→ **Do this**
Please copy everything in the material from the line containing "mountain ridge -> box" down to its end, adding 78 to every box coordinate given as an answer. Leave the pictures out.

┌────────

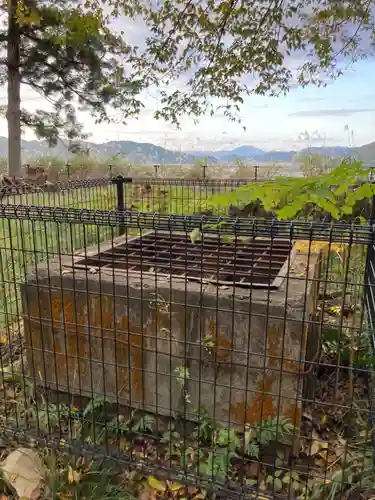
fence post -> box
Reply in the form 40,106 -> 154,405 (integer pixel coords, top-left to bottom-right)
364,191 -> 375,464
112,175 -> 133,236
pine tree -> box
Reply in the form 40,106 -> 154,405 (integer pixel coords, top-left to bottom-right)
0,0 -> 142,176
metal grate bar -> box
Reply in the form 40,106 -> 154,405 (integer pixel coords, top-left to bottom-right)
75,233 -> 293,288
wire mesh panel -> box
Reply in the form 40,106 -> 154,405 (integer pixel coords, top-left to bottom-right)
0,177 -> 117,210
0,205 -> 374,499
125,178 -> 254,215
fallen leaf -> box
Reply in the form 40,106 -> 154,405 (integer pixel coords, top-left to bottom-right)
167,481 -> 183,493
68,465 -> 81,484
147,476 -> 167,493
187,485 -> 199,495
0,448 -> 44,500
139,490 -> 150,500
310,441 -> 320,455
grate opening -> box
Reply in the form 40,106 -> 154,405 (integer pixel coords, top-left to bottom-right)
74,233 -> 294,288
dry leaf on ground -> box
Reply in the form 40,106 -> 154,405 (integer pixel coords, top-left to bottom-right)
0,448 -> 44,500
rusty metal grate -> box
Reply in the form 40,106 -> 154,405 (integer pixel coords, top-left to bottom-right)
74,233 -> 294,288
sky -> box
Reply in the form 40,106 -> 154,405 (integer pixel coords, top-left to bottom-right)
0,17 -> 375,151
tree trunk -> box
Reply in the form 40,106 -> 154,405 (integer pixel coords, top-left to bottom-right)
7,0 -> 21,177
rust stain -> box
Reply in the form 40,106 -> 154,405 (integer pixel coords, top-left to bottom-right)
266,326 -> 280,368
230,326 -> 301,425
25,292 -> 146,396
231,376 -> 277,424
209,320 -> 233,362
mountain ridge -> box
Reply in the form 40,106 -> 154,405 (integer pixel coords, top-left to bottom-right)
0,136 -> 375,164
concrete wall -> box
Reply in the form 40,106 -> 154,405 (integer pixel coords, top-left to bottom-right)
22,239 -> 319,426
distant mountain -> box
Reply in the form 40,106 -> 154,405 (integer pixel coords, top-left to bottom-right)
0,136 -> 375,166
189,143 -> 364,163
13,137 -> 216,165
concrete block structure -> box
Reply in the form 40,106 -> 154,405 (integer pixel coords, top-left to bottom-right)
21,234 -> 319,428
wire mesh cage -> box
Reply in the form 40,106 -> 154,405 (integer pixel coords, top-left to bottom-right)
0,204 -> 374,499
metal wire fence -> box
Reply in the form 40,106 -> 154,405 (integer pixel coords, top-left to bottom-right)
0,204 -> 375,499
0,176 -> 254,215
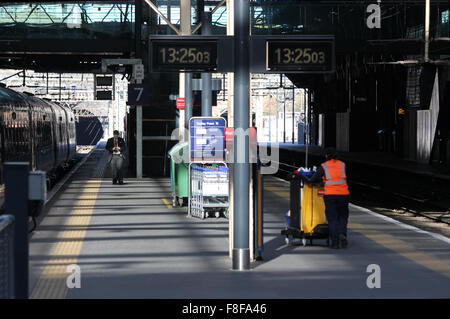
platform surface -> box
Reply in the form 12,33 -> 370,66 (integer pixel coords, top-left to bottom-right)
30,148 -> 450,298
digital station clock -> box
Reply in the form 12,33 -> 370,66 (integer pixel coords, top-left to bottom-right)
151,40 -> 217,72
267,40 -> 334,73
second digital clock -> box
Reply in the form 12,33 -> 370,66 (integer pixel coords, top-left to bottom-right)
152,41 -> 217,71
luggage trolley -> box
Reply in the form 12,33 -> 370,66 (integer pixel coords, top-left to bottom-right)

└────────

→ **The response**
mountain ridge -> box
Reply in the form 40,106 -> 154,405 (integer pixel coords, top-left to bottom-right)
78,214 -> 453,242
concrete wall -> box
Reply in the form 40,106 -> 154,405 (integer pixel coords, top-left to bottom-right)
100,317 -> 397,504
distant mountain -> box
Reply in the form 40,106 -> 154,405 (integer pixel coords, top-left to bottom-right)
78,214 -> 453,244
267,221 -> 442,241
91,215 -> 294,243
concrete block structure -> box
Reply in the form 40,106 -> 154,405 (integer pixel coords, top-left to bottom-right)
99,312 -> 397,506
wire mesh cage -> box
Reply in the form 40,106 -> 154,405 (integer pixel coords, top-left to bottom-right)
78,282 -> 452,577
metal wire fence -> box
Reply in the form 40,106 -> 154,405 (integer pixel coords, top-left to bottom-right)
78,282 -> 453,577
78,254 -> 332,293
platform surface -> box
Reply in the form 12,33 -> 370,66 (integer pixel coords, top-left to bottom-right)
108,226 -> 528,376
digital station clock -> box
Reply in the form 12,33 -> 370,66 (integer pixel coords, top-left to bottom-right)
229,118 -> 295,150
345,118 -> 412,151
second digital clock -> box
Reply in the form 12,33 -> 370,66 (integer pixel coords, top-left to bottom-right)
230,119 -> 295,149
luggage trolley -> box
Reply in the form 12,33 -> 370,66 (integer pixel coords, top-left to bottom-right)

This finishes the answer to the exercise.